# Task instructions:
Output exactly, please, the lines of the records below from the one containing "Mark one point on each instance of the white" through the final line.
======== Exercise materials ========
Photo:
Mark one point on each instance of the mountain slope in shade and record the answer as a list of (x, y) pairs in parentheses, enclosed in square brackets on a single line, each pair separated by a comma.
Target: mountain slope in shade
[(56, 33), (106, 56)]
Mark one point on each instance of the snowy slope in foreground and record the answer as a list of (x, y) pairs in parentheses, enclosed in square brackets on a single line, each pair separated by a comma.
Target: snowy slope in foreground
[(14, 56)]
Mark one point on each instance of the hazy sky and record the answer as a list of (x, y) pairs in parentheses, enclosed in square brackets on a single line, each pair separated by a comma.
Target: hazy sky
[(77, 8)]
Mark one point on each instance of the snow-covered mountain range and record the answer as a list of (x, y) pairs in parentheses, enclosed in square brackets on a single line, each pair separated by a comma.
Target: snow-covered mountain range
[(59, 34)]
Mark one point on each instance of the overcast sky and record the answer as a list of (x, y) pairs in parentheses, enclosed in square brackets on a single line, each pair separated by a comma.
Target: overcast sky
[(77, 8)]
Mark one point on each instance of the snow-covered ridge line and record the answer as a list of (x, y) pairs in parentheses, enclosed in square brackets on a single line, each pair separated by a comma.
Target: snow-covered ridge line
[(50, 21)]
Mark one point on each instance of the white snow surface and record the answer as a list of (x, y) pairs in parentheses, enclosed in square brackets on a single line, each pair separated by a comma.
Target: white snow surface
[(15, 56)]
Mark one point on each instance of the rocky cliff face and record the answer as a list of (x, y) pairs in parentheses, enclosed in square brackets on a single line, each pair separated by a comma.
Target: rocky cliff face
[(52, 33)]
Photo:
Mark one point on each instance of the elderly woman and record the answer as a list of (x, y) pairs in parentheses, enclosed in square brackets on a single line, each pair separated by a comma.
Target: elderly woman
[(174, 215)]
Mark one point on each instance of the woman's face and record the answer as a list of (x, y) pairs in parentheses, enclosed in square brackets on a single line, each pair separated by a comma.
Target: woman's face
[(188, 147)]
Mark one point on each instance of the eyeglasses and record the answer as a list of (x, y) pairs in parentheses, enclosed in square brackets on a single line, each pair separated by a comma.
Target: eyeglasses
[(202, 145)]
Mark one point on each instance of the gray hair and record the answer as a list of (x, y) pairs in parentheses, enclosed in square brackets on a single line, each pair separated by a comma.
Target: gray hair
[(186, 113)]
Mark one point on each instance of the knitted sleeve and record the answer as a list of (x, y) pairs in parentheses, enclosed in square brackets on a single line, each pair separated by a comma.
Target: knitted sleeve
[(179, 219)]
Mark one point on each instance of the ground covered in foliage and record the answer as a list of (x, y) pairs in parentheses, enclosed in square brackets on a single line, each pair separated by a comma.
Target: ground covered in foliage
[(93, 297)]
========
# Response:
Mark one point on each instance of the white snow surface and record the answer as a list of (x, y) pairs in parentheses, enclosed in square brackets on a single line, each pair separated by a comma.
Target: white snow surface
[(15, 56)]
Mark one point on each instance of the rocky cliff face and record the answer as a list of (x, y) pairs in parentheses, enclosed in square brackets on a single line, each pair separated by a comma.
Target: rocky cliff face
[(52, 33)]
Photo:
Mark one point on each instance of the elderly woman and record the answer as a list of (x, y) pairs in parentheses, enclosed in square brackets on a single line, each pair separated by a comma.
Target: elderly woman
[(174, 215)]
Mark one point on each instance of the woman's face and record the answer as a list of (x, y) pairs in parentheses, enclosed in square brackets on a single line, each pair separated by a comma.
Target: woman's face
[(188, 147)]
Mark one point on each instance of the eyeglasses and record the answer as a list of (x, y) pairs in parentheses, enclosed in square brackets on a single line, each pair separated by a comma.
Target: eyeglasses
[(202, 145)]
Mark one point on each instance of the gray hair and record the answer as a list of (x, y) pairs in parentheses, enclosed in square brackets on a single line, each pair separated by a comma.
Target: gray hair
[(186, 113)]
Mark one point on each instance of the knitted sleeve and record the answer as a list of (x, y) pairs in parentheses, enclosed in square brackets on a single line, each pair separated by a comma.
Target: knitted sleeve
[(179, 219)]
Mark one point on each instance of the ground covered in foliage and record the answer as a list of (x, y) pairs in parentheses, enclosed in square brackets on a single line, each pair separated by a comma.
Target: ground covered in foliage
[(93, 297)]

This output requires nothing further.